To date, the Team has met with United Nations Fund for Population Activities (UNFPA) representatives regarding possible funding, and met with local and international organizations that influence public policy such as the United Nations Development Program (UNDP), the United National Development Fund for Women (UNIFEM) and the national Alliance for Infants, Adolescents and Youth. Team members were interviewed on television regarding the rights of people living with HIV and provided television, radio and press interviews in support of the movement to defend the SRR of youth and the need for comprehensive sexual education. The team received invitations from the National Congress to participate in youth training programs and participated in an exchange with 20 youth from the United States to educate them on the Honduran SRH and sexual and reproductive rights context.

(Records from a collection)
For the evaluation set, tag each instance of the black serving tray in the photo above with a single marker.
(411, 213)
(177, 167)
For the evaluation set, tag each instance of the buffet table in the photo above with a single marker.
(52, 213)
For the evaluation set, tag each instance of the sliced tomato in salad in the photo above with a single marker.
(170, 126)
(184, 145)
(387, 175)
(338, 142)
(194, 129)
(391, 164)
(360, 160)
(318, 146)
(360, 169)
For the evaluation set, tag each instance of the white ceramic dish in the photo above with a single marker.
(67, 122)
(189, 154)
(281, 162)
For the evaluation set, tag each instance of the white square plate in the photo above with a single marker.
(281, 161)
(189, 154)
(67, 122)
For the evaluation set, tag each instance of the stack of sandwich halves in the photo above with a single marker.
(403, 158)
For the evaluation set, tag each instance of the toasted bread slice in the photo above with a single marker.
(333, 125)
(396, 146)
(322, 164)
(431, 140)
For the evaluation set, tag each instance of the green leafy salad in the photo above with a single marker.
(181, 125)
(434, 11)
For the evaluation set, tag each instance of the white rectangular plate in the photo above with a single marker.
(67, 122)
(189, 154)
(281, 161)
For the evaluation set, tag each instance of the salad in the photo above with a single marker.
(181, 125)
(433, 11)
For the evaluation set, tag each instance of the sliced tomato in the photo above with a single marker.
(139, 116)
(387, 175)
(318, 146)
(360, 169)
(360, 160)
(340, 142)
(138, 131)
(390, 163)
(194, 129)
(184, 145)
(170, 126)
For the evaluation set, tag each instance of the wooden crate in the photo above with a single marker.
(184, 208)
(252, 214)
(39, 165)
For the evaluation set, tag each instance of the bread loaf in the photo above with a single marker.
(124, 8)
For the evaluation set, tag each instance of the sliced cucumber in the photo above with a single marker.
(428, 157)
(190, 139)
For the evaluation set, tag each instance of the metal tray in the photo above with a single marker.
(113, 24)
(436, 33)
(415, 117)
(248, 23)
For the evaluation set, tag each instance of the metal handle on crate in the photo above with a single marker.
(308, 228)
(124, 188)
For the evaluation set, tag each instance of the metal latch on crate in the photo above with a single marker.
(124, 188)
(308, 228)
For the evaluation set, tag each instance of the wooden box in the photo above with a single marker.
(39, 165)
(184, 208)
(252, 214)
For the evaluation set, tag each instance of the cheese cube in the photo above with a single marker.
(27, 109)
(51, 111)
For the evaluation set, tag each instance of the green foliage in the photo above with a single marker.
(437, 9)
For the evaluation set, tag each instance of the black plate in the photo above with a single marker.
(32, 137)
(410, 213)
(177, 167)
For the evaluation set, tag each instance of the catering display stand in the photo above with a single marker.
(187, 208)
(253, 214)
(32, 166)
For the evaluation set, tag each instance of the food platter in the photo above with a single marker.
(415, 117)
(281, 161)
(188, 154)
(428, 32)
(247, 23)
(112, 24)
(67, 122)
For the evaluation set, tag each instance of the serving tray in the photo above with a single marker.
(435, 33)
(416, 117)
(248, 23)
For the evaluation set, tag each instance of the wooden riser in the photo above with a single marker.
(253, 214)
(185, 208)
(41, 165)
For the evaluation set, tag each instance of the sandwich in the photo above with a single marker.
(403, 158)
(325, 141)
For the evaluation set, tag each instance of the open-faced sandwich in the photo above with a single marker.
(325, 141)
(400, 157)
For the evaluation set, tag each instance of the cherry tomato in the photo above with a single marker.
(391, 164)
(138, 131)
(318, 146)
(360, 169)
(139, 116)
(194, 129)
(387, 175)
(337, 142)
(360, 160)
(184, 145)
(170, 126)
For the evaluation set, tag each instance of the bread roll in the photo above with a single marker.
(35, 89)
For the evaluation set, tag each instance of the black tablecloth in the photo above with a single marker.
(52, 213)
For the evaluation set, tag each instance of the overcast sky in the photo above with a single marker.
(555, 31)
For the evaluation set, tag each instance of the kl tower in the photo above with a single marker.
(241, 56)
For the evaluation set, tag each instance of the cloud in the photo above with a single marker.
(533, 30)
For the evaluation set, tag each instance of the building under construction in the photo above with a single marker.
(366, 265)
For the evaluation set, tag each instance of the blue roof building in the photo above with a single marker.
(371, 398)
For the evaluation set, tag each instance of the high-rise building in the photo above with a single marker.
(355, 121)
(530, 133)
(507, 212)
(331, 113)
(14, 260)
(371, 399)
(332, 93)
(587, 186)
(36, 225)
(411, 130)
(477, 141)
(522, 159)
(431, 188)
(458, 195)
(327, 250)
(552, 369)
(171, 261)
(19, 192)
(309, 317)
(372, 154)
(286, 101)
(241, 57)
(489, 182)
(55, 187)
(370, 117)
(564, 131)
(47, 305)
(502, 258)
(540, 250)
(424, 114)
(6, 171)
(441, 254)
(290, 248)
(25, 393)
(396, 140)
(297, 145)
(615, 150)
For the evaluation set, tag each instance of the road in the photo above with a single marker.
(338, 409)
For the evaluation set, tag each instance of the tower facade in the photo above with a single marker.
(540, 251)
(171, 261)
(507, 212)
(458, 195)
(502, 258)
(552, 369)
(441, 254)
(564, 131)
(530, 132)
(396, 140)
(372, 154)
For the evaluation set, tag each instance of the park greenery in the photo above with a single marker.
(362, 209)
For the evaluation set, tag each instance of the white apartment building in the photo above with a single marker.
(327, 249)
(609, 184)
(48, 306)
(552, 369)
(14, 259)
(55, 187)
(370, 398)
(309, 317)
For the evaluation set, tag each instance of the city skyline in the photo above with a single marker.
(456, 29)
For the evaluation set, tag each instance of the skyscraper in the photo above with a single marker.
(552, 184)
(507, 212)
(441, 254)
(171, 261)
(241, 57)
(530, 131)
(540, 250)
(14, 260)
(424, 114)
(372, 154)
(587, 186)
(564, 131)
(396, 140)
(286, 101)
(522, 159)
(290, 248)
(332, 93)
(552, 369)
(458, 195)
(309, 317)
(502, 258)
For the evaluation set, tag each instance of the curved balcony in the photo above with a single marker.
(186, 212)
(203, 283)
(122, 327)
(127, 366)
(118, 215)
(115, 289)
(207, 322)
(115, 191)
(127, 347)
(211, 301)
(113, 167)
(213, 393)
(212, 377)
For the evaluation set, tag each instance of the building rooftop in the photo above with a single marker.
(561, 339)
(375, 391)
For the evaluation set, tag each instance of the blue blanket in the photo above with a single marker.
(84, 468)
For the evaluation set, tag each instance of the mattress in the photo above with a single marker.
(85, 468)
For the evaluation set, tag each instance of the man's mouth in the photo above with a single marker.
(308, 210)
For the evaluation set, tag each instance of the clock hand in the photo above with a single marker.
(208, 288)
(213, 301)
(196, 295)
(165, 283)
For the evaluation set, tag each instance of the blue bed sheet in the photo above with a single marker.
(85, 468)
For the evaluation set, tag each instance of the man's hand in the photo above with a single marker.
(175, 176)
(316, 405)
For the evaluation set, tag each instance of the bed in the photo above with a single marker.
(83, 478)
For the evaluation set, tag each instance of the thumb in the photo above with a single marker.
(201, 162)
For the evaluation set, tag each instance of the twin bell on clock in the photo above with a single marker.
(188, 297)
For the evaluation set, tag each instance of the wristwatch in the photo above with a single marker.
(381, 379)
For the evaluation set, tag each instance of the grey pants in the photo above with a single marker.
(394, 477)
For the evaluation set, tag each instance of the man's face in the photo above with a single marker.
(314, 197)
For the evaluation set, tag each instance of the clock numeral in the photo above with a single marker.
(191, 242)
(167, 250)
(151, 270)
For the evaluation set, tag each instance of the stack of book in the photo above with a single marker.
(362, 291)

■ What to do ■
• 1. Answer these questions using the excerpt on the Team's activities:
(a) With which organization's representatives did the Team meet regarding possible funding?
(b) On what topic were Team members interviewed on television?
(c) How many youth from the United States took part in the exchange?
• 2. Please copy the passage in the excerpt on the Team's activities that starts with "To date, the" and goes on through "reproductive rights context.".

■ Answers by item ■
• 1.
(a) The United Nations Fund for Population Activities (UNFPA)
(b) The rights of people living with HIV
(c) 20

• 2.
To date, the Team has met with United Nations Fund for Population Activities (UNFPA) representatives regarding possible funding, and met with local and international organizations that influence public policy such as the United Nations Development Program (UNDP), the United National Development Fund for Women (UNIFEM) and the national Alliance for Infants, Adolescents and Youth. Team members were interviewed on television regarding the rights of people living with HIV and provided television, radio and press interviews in support of the movement to defend the SRR of youth and the need for comprehensive sexual education. The team received invitations from the National Congress to participate in youth training programs and participated in an exchange with 20 youth from the United States to educate them on the Honduran SRH and sexual and reproductive rights context.